### Problem description
Reproduce, word for word, the stretch of the target repair thread from "There is construction" through "that a try.".

### Provided text
- - -
# Target Repair Question



## dawesy (Nov 11, 2005)

I need to attach the bottom legs on a Mckenzie Elk target to the upper legs. What kind of glue would you recomend for this and some other 3d target repairs? Will I need to use something with the glue also? Thanks for any help.


----------



## varmintvaporize (Feb 9, 2010)

There is construction adhesive that's designed for foam insulation board. I have used it to glue the mid sections to the rear section of our targets, it works very well. The stuff we use is made by Loctite.


----------



## dawesy (Nov 11, 2005)

Thanks I will give that a try.


----------



## draw29 (Dec 11, 2004)

I have cuts slots in the foam of deer and elk legs that were broken and put steel bar or even wood 1/2 bar in to reinforce.Then glue in with liquid nail. Look up George at 3d targetmaster and its the best target repair out there. I have a bear that keeps breaking the legs on my animals and have fixed a bunch. Lately I have been using rebar on the larger animals. Get the good thick liquid nail that sets up hard and not the stuff u use for drywall. I have used Gorilla Glue and wooden pins for the smaller jobs.
I bought bear liscence for this year and am going to try to take care of the bear problem!!!!!!!!


----------



## sagecreek (Jul 15, 2003)

I use Gorilla glue to glue mine back together. It holds the best of anything I have used. I have even used Liquid Nails. Be sure to add water to both sides of the foam. Works great. The reinforcing pins are a good idea too, I use them and long wood screws.


----------



## dawesy (Nov 11, 2005)
- - -
### Record excerpts
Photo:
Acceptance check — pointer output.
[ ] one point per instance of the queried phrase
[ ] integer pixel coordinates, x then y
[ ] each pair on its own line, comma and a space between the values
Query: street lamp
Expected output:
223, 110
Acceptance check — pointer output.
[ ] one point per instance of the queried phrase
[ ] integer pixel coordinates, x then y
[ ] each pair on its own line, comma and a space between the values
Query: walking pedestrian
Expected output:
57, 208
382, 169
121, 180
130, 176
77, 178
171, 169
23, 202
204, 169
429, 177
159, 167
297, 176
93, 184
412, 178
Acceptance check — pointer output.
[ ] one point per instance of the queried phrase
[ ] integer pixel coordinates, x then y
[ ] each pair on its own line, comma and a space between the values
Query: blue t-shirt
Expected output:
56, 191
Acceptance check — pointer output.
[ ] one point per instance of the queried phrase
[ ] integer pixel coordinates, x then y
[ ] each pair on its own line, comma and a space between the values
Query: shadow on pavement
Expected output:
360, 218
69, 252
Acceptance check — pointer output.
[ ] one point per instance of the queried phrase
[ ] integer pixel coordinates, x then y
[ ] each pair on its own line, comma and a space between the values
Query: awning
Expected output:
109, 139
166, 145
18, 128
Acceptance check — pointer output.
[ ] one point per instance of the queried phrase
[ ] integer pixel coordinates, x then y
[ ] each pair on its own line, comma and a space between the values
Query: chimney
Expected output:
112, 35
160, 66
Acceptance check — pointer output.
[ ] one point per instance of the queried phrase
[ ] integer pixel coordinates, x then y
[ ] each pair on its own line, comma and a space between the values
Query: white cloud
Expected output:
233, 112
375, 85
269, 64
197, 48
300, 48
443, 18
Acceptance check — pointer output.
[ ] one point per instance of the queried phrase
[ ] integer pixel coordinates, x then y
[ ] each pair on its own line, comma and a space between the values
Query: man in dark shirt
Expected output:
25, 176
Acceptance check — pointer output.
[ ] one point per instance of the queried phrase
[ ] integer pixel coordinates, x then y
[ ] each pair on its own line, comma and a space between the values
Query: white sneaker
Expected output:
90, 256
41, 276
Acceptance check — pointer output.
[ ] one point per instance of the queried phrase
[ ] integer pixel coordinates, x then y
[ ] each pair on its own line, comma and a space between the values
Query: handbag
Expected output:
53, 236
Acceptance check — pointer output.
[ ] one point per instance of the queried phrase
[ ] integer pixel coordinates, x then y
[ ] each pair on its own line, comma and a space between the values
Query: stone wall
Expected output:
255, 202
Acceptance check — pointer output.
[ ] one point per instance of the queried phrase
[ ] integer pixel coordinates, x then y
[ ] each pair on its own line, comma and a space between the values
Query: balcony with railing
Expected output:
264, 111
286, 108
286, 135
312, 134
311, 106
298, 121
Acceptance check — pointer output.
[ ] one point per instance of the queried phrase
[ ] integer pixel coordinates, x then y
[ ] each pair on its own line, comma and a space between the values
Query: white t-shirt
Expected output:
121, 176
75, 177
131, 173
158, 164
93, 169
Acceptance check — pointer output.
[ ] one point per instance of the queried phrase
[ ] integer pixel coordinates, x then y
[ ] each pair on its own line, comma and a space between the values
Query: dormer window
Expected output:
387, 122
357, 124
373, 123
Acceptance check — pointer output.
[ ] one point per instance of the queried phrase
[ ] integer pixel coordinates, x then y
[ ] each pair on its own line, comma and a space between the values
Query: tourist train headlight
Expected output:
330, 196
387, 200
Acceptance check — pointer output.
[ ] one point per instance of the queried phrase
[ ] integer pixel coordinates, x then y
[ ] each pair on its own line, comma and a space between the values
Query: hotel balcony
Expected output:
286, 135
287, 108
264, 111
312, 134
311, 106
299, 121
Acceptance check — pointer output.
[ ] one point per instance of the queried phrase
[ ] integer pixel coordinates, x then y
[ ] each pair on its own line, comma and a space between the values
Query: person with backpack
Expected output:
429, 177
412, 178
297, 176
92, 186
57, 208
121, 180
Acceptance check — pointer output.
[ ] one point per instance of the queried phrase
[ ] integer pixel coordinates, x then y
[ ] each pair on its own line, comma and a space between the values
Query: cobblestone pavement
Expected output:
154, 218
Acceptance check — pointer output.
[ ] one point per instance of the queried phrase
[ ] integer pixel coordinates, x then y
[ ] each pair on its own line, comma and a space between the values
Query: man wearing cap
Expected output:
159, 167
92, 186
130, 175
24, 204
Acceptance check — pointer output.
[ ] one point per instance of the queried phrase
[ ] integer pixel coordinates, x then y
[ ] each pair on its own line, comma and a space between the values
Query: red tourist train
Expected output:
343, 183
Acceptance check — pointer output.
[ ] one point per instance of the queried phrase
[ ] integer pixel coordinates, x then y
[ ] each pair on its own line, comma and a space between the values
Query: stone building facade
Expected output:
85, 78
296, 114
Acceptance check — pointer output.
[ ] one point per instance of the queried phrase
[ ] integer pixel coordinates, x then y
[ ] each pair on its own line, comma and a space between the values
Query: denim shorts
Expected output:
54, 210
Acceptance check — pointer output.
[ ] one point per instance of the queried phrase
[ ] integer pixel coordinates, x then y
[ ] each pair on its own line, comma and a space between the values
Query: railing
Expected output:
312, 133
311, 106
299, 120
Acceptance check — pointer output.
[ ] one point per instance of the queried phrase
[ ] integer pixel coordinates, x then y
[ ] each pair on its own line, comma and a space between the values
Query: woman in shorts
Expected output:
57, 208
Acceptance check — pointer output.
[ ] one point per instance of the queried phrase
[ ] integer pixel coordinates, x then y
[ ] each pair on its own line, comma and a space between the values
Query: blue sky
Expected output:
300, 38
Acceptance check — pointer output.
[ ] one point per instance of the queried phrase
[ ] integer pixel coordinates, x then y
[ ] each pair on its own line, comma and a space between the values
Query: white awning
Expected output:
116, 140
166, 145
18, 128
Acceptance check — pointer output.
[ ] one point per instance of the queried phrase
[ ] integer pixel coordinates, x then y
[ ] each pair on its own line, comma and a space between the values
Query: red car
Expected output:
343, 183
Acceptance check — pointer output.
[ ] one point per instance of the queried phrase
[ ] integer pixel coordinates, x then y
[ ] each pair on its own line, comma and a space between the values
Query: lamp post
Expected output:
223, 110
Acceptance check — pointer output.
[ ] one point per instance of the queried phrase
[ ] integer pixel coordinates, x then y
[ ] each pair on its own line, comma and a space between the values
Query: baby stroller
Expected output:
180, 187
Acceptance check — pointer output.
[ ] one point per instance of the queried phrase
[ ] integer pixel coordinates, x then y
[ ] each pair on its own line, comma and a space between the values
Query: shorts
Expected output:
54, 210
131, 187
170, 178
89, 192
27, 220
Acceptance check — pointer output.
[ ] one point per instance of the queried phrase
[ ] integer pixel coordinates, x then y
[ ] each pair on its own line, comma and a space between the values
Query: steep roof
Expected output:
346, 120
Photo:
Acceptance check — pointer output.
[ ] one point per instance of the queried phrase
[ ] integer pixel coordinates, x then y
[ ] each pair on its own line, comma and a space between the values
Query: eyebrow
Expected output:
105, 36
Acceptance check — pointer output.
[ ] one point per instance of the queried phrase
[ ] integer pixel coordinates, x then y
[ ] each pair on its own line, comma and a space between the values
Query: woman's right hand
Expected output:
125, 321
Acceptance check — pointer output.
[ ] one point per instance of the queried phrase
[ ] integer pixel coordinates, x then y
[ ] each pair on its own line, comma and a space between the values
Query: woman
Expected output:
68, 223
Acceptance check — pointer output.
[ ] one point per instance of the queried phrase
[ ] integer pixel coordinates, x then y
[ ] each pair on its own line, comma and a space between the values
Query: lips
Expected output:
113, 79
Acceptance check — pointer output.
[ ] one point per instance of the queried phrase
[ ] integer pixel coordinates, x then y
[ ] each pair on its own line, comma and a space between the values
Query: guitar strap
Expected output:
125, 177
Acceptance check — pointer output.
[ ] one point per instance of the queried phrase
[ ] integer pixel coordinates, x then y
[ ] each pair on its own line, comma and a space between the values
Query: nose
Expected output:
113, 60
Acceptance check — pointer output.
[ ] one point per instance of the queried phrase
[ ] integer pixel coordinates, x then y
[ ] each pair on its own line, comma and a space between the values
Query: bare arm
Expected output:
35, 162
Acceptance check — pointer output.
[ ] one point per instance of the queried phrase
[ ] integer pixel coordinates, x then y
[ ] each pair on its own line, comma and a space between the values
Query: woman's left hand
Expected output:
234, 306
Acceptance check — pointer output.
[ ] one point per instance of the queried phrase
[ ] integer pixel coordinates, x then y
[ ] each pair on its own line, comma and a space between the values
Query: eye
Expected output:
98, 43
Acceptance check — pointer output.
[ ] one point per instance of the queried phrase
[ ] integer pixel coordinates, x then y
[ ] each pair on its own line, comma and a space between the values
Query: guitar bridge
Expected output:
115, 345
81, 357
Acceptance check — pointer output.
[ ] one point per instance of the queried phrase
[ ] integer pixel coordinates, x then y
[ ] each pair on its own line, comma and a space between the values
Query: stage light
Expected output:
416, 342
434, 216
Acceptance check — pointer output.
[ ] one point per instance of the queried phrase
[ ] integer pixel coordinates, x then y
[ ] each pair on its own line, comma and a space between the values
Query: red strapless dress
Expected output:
- - -
### Result for this exercise
There is construction adhesive that's designed for foam insulation board. I have used it to glue the mid sections to the rear section of our targets, it works very well. The stuff we use is made by Loctite.


----------



## dawesy (Nov 11, 2005)

Thanks I will give that a try.